- PROBLEM STATEMENT -
In the lines starting at the beginning and going on through the line with "point(957, 394)", replace "pixel coordinates" with "image coordinates" and change nothing else. Return only those lines, without the pictures.

- MATERIAL SUPPLIED -
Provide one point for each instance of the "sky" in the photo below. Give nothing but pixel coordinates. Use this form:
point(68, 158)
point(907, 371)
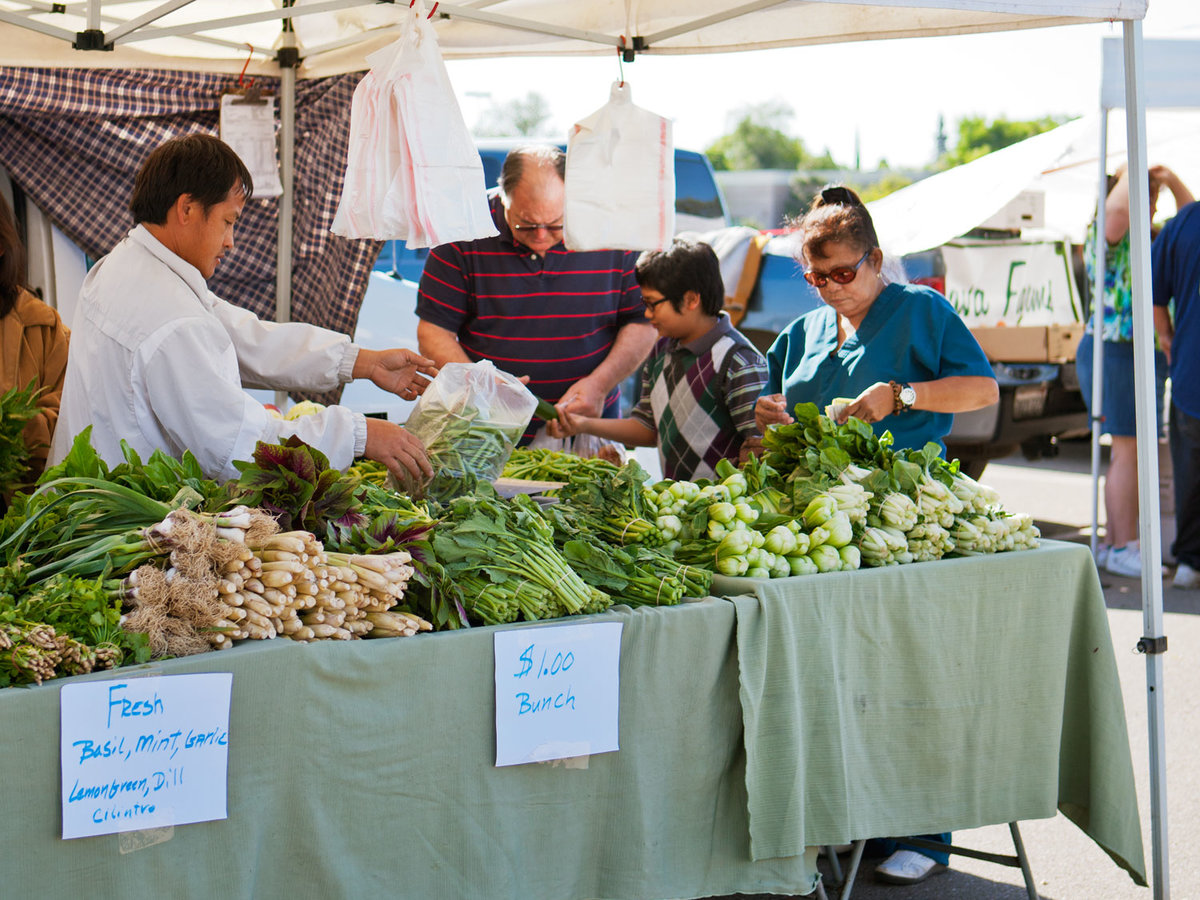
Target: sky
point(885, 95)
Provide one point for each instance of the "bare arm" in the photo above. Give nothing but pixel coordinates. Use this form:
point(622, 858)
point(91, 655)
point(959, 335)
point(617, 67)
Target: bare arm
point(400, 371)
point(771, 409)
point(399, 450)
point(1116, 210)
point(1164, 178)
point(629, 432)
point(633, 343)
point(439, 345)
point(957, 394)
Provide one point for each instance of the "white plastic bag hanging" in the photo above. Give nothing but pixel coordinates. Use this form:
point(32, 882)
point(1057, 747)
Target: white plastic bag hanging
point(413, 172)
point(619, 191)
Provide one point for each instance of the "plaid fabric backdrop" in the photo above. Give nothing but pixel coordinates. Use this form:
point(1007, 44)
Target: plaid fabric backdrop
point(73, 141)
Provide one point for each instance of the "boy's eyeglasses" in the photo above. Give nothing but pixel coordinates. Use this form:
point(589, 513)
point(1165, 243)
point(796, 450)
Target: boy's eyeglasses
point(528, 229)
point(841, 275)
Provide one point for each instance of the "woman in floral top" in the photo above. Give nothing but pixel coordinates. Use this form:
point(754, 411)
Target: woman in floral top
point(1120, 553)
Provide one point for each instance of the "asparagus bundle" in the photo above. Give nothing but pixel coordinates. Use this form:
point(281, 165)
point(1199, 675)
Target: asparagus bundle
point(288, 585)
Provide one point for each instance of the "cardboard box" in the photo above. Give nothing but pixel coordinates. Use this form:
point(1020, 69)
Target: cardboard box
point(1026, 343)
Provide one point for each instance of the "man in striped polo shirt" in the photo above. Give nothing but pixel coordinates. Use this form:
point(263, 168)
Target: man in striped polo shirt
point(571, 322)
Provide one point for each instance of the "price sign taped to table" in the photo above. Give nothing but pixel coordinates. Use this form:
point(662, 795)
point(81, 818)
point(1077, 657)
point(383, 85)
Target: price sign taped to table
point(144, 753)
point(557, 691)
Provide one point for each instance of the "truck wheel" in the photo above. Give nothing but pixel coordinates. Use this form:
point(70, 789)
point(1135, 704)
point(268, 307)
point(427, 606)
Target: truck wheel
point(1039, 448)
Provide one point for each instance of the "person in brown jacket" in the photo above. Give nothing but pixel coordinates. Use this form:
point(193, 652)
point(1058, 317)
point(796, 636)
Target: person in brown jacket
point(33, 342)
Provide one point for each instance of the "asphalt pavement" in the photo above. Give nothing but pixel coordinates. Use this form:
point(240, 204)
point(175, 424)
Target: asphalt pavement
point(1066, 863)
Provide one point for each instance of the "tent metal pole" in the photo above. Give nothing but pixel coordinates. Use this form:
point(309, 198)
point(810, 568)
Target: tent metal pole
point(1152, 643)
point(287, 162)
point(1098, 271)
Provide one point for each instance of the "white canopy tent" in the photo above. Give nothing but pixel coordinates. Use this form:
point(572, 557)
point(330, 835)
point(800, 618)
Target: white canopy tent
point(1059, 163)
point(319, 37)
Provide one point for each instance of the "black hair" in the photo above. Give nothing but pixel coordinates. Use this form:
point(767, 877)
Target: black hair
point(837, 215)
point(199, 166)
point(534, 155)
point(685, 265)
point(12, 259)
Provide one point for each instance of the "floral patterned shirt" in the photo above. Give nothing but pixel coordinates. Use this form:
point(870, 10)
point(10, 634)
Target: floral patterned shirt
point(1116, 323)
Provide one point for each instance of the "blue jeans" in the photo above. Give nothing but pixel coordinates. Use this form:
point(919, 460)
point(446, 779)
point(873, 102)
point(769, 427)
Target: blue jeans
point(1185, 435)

- OUTPUT BELOW -
Provide one point for each instance of the "sky" in the photo below. Give nothing but image coordinates. Use this form:
point(68, 158)
point(907, 371)
Target: sky
point(885, 95)
Provide one point for each instance of the "bare arm" in the photo above. Give nothing but image coordinates. Use this form:
point(622, 858)
point(91, 655)
point(959, 335)
point(617, 67)
Target: bare arm
point(400, 371)
point(771, 409)
point(399, 450)
point(1116, 210)
point(1164, 178)
point(629, 432)
point(633, 343)
point(439, 345)
point(957, 394)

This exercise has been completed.